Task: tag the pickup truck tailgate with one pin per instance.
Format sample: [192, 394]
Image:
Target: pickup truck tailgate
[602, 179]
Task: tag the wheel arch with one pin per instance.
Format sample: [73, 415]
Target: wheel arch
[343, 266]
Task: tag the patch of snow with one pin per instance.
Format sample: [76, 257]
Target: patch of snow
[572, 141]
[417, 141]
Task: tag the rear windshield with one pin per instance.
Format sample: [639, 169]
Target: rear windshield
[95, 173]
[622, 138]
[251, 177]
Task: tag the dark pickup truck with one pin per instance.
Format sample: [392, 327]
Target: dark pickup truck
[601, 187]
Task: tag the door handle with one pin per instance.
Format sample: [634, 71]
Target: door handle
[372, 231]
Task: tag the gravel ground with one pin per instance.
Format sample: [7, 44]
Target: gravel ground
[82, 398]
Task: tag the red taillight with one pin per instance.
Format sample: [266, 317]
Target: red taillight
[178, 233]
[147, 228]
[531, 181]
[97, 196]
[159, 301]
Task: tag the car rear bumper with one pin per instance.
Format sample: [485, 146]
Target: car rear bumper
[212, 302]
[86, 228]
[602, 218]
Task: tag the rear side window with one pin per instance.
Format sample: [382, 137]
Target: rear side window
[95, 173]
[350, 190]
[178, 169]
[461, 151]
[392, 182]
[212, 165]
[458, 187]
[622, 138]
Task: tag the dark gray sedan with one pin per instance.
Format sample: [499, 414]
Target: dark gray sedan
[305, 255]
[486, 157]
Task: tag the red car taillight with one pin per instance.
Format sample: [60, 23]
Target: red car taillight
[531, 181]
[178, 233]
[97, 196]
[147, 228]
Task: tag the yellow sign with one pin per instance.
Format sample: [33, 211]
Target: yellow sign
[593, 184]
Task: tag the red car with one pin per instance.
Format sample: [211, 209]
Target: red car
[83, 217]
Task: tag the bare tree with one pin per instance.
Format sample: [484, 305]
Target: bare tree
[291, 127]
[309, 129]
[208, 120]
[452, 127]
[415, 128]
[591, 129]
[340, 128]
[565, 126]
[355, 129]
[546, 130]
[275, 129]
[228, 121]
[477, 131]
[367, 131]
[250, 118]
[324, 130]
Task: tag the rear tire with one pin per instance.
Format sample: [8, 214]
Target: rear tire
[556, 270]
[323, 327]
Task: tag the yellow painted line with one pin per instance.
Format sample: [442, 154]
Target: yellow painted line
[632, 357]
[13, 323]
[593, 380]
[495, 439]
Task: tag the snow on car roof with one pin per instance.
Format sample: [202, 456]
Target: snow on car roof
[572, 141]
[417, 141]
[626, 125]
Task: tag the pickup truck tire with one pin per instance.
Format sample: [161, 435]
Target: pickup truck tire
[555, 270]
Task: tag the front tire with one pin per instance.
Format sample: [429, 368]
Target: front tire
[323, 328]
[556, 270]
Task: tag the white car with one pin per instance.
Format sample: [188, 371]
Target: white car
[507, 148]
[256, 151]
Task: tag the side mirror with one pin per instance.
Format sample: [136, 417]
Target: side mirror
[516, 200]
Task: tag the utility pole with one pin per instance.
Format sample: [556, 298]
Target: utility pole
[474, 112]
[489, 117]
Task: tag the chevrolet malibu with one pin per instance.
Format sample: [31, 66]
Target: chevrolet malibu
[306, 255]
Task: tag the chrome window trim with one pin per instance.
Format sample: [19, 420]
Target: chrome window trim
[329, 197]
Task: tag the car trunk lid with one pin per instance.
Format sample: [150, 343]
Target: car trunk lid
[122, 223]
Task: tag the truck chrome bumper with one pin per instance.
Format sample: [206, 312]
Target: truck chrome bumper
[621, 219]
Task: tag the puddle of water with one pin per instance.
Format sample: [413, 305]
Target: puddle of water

Task item
Across all of the records above, how many lines include the string "water"? Answer with one number only.

Your solution
2